↓

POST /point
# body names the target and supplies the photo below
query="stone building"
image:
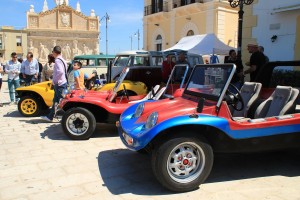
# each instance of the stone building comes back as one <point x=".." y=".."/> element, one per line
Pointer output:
<point x="76" y="33"/>
<point x="274" y="25"/>
<point x="167" y="21"/>
<point x="12" y="40"/>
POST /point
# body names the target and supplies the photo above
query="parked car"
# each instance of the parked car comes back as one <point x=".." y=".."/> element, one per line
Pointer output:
<point x="84" y="109"/>
<point x="37" y="98"/>
<point x="134" y="59"/>
<point x="183" y="133"/>
<point x="98" y="63"/>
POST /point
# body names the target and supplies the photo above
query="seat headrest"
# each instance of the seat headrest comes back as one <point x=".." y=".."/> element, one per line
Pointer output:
<point x="283" y="92"/>
<point x="249" y="87"/>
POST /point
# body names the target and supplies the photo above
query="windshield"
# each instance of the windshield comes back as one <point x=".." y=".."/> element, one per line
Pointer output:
<point x="210" y="81"/>
<point x="119" y="82"/>
<point x="121" y="61"/>
<point x="178" y="78"/>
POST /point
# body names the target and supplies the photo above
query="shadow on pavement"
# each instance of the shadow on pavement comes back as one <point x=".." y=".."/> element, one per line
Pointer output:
<point x="55" y="131"/>
<point x="13" y="114"/>
<point x="124" y="171"/>
<point x="229" y="167"/>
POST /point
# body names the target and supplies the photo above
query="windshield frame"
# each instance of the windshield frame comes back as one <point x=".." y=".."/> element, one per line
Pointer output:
<point x="118" y="83"/>
<point x="211" y="97"/>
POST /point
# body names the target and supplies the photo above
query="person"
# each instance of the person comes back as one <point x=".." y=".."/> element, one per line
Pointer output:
<point x="238" y="77"/>
<point x="214" y="59"/>
<point x="257" y="60"/>
<point x="76" y="77"/>
<point x="13" y="68"/>
<point x="180" y="73"/>
<point x="1" y="72"/>
<point x="167" y="67"/>
<point x="29" y="68"/>
<point x="262" y="50"/>
<point x="40" y="72"/>
<point x="59" y="81"/>
<point x="182" y="60"/>
<point x="47" y="72"/>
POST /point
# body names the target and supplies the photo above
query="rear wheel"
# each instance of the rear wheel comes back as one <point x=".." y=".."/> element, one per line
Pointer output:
<point x="182" y="164"/>
<point x="30" y="106"/>
<point x="78" y="123"/>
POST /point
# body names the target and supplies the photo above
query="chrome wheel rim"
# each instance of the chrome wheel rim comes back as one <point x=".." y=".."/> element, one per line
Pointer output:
<point x="186" y="162"/>
<point x="28" y="106"/>
<point x="77" y="124"/>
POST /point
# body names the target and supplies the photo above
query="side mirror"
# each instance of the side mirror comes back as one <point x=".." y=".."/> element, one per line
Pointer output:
<point x="200" y="105"/>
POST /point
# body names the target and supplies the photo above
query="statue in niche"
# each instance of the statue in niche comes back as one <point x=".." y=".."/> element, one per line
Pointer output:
<point x="67" y="52"/>
<point x="61" y="2"/>
<point x="65" y="19"/>
<point x="85" y="49"/>
<point x="96" y="50"/>
<point x="76" y="51"/>
<point x="32" y="49"/>
<point x="43" y="52"/>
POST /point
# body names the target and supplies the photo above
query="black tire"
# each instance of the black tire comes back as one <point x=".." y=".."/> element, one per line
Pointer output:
<point x="78" y="123"/>
<point x="165" y="171"/>
<point x="30" y="106"/>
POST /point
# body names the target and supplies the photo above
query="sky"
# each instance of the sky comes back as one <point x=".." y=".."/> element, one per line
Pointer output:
<point x="126" y="18"/>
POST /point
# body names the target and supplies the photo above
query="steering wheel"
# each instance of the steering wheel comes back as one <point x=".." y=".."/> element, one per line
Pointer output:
<point x="234" y="97"/>
<point x="125" y="92"/>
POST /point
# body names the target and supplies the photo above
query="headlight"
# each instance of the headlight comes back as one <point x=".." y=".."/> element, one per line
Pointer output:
<point x="72" y="87"/>
<point x="139" y="110"/>
<point x="151" y="121"/>
<point x="65" y="92"/>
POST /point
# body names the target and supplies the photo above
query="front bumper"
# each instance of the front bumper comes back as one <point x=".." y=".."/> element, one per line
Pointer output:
<point x="129" y="140"/>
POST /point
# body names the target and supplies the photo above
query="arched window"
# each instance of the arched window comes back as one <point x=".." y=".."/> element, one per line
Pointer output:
<point x="158" y="43"/>
<point x="190" y="33"/>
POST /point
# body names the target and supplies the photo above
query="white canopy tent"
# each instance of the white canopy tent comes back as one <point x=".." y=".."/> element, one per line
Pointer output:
<point x="202" y="44"/>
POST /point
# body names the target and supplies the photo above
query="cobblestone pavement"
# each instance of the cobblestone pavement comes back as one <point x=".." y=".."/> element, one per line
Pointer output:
<point x="37" y="161"/>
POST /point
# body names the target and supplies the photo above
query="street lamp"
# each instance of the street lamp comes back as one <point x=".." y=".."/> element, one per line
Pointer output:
<point x="234" y="4"/>
<point x="107" y="19"/>
<point x="137" y="34"/>
<point x="131" y="42"/>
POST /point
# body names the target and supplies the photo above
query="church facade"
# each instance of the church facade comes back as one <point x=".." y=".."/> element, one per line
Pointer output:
<point x="76" y="33"/>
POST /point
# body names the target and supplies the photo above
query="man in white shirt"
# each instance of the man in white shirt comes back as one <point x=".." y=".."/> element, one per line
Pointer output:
<point x="13" y="68"/>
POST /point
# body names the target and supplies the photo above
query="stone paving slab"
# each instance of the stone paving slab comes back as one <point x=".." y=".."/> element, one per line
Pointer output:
<point x="37" y="161"/>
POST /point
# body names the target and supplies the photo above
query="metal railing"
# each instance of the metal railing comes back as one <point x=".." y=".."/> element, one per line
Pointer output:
<point x="155" y="8"/>
<point x="179" y="3"/>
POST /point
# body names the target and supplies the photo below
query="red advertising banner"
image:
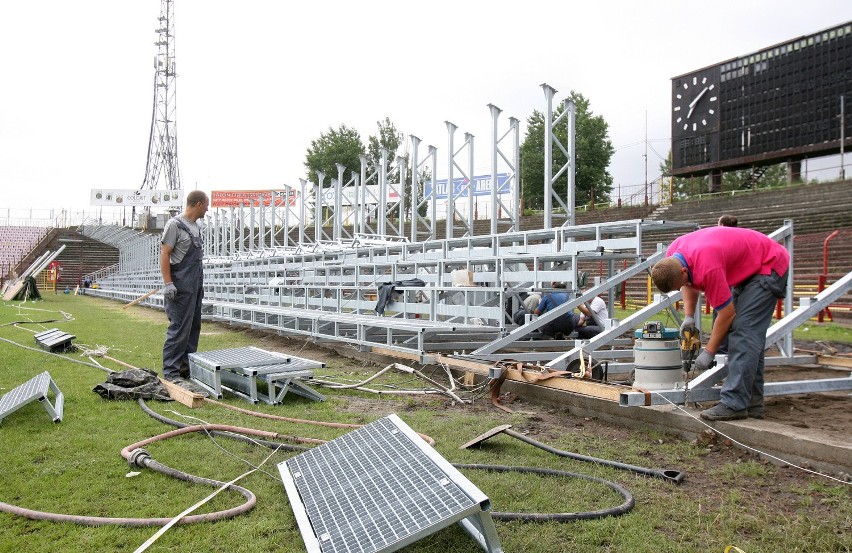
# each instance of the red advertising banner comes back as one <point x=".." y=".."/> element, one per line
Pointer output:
<point x="233" y="198"/>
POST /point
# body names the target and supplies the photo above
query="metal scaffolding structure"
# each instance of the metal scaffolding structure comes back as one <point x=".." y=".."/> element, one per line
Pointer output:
<point x="362" y="278"/>
<point x="331" y="292"/>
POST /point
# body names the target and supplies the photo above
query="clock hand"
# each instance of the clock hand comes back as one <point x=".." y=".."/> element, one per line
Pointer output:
<point x="695" y="101"/>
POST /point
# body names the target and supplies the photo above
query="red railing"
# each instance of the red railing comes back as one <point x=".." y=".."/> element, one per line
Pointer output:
<point x="824" y="276"/>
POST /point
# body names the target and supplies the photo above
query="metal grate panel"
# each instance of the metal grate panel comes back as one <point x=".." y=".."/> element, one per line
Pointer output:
<point x="378" y="488"/>
<point x="239" y="357"/>
<point x="240" y="370"/>
<point x="33" y="389"/>
<point x="54" y="340"/>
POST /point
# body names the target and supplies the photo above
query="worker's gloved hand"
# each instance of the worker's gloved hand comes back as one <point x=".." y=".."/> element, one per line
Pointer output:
<point x="170" y="292"/>
<point x="688" y="324"/>
<point x="704" y="360"/>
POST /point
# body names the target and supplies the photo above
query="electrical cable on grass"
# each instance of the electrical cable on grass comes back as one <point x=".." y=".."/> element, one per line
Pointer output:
<point x="621" y="509"/>
<point x="779" y="459"/>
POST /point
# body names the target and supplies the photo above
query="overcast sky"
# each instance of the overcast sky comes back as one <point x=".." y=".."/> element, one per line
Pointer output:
<point x="259" y="79"/>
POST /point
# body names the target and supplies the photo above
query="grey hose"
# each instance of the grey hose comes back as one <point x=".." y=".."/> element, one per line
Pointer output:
<point x="625" y="506"/>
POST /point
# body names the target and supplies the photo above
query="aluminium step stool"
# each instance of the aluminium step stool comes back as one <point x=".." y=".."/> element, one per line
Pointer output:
<point x="280" y="378"/>
<point x="54" y="340"/>
<point x="33" y="389"/>
<point x="238" y="370"/>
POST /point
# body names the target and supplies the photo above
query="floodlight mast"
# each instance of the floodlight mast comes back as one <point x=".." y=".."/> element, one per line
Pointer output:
<point x="162" y="145"/>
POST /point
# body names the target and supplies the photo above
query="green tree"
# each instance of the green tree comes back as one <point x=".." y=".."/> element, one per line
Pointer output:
<point x="341" y="145"/>
<point x="770" y="176"/>
<point x="593" y="152"/>
<point x="387" y="137"/>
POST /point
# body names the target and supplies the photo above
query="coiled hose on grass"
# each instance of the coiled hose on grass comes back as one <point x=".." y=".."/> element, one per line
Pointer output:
<point x="625" y="506"/>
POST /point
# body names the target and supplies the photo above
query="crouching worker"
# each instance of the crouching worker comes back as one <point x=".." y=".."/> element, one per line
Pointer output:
<point x="591" y="320"/>
<point x="742" y="273"/>
<point x="563" y="325"/>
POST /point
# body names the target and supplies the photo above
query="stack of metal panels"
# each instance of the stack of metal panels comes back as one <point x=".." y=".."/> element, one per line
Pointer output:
<point x="380" y="488"/>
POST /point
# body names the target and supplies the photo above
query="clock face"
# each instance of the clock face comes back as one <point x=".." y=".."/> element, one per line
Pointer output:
<point x="695" y="104"/>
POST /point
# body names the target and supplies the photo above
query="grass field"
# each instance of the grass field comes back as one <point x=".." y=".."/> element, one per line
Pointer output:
<point x="74" y="467"/>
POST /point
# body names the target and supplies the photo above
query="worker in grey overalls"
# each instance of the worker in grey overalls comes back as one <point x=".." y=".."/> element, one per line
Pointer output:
<point x="181" y="254"/>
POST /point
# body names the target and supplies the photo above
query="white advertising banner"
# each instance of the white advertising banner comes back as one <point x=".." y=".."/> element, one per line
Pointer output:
<point x="145" y="198"/>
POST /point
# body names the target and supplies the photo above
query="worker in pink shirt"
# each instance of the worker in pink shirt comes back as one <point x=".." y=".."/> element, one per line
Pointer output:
<point x="742" y="273"/>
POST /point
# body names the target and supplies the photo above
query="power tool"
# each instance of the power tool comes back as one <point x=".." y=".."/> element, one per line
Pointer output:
<point x="690" y="347"/>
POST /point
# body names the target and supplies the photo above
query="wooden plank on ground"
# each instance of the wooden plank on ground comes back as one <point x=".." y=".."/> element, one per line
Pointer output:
<point x="182" y="395"/>
<point x="835" y="361"/>
<point x="396" y="353"/>
<point x="609" y="392"/>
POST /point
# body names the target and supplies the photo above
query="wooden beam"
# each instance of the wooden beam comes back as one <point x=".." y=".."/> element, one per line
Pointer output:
<point x="182" y="395"/>
<point x="142" y="297"/>
<point x="600" y="390"/>
<point x="834" y="361"/>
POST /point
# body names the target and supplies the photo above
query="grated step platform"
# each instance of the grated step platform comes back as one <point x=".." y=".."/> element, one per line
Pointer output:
<point x="33" y="389"/>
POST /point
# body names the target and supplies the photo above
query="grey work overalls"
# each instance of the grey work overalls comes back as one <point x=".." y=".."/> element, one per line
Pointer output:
<point x="184" y="312"/>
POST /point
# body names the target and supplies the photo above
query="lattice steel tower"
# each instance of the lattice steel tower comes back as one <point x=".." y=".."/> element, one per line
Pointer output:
<point x="162" y="146"/>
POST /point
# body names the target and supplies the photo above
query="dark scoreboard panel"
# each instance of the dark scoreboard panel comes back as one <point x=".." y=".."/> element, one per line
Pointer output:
<point x="777" y="104"/>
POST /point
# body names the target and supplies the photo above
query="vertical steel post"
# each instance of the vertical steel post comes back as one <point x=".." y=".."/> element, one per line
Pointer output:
<point x="285" y="225"/>
<point x="356" y="205"/>
<point x="571" y="110"/>
<point x="471" y="198"/>
<point x="515" y="125"/>
<point x="433" y="201"/>
<point x="252" y="224"/>
<point x="381" y="210"/>
<point x="415" y="202"/>
<point x="338" y="202"/>
<point x="318" y="207"/>
<point x="400" y="165"/>
<point x="303" y="184"/>
<point x="495" y="211"/>
<point x="272" y="220"/>
<point x="451" y="208"/>
<point x="232" y="247"/>
<point x="242" y="229"/>
<point x="261" y="223"/>
<point x="363" y="206"/>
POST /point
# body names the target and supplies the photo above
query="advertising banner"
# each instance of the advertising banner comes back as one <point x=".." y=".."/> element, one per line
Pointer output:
<point x="481" y="186"/>
<point x="145" y="198"/>
<point x="233" y="198"/>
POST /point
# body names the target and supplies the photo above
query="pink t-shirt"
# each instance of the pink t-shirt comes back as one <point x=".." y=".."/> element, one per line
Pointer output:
<point x="721" y="257"/>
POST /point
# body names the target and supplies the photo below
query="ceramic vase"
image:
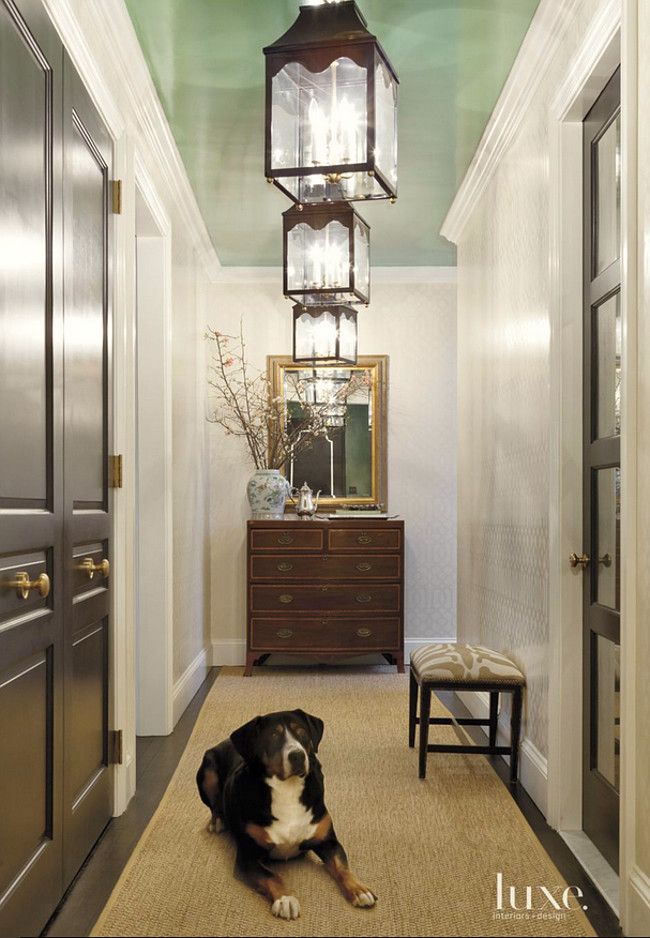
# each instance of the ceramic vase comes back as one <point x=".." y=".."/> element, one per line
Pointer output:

↑

The exercise: Extract each line of the material above that contains the word "crouching".

Full response:
query="crouching worker"
# each instance of the crouching worker comes back as one <point x=".." y=".."/> element, one per line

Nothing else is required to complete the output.